THE GOLDEN RULES OF EMPLOYMENT CONTRACTS

THE GOLDEN RULES OF EMPLOYMENT CONTRACTS

One of the most important documents that all small businesses should have in place is signed employment contracts between the organisation and all employees. These set out the ground rules between the parties, let employees know exactly what is expected from them, what they can expect and provides a reference document on a wide variety of issues. If not employment contract is in place, employers and employees are bound by the Basic Conditions of Employment Act and the Labour Relations Act. This is not an ideal situation as employers can get much more protection and benefit out of a good strong employment contract. 

There are some important factors to bear in mind when drawing up employment contracts: 

KISS (Keep it Simple Stupid) 

Don’t use complicated legal speak. Use concise, simple English or if necessary, native language, to ensure that the agreement can be understood by both parties. 

Sign before they start 

Make sure the new employee signs the contract before they start work. If they’ve started they can’t be forced to sign the contract and you may have difficulty negotiating tricky clauses like restraint of trades.

Given material

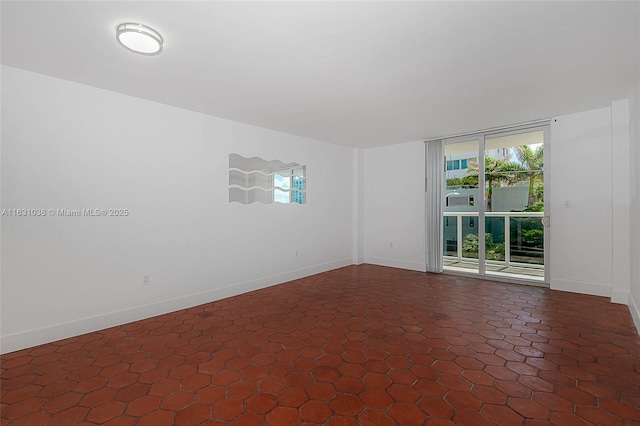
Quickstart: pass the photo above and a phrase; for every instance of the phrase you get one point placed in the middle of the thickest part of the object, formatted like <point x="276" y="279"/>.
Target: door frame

What is asked
A. Please copy the employment contracts article word for word, starting at the words "Make sure the" and ending after "restraint of trades.".
B. In the employment contracts article, which two acts bind employers and employees when no employment contract is in place?
C. Write the next part of the article on employment contracts, picking up after its last sentence.

Per-task answers
A.
Make sure the new employee signs the contract before they start work. If they’ve started they can’t be forced to sign the contract and you may have difficulty negotiating tricky clauses like restraint of trades.

B. The Basic Conditions of Employment Act and the Labour Relations Act.

C.
If they haven’t signed 

If your employees haven’t signed contracts don’t despair. Sit down with them and work through the contract together. Ensure this is done in a relaxed non-threatening environment with the emphasis put on the mutual benefits for both parties in formalising rights and responsibilities. Inform employees that you are simply ensuring that you are legally compliant. 

When their term ends… 

Make sure you also have contracts for the fixed-term employees and remember to get new ones signed once the term is up. Independent contractors should also sign employee contracts to protect you in the event that clients, staff, trade secrets or methodologies are stolen. 

FACTORS TO INCLUDE 

Look to include the following in employment contracts for permanent staff: 

Probationary periods 

These are usually three months in duration and are designed to ensure that you can terminate the services of unsuitable new employees quickly and efficiently. You still can’t just tell them to pack their bags and leave; there is a process that must be followed. 

Conditions of employment 

This section must include: 

  • A description of duties with the proviso that the organisation can require employees to undertake other duties that are within reason. This will prevent the “it’s not in my job description” argument.
  • Details of working hours and breaks, including smoke breaks.
  • The remuneration to be paid, including the monthly payment date, amount, method of payment, relevant deductions and any extra provisions such as commission, petrol or cell-phone allowances.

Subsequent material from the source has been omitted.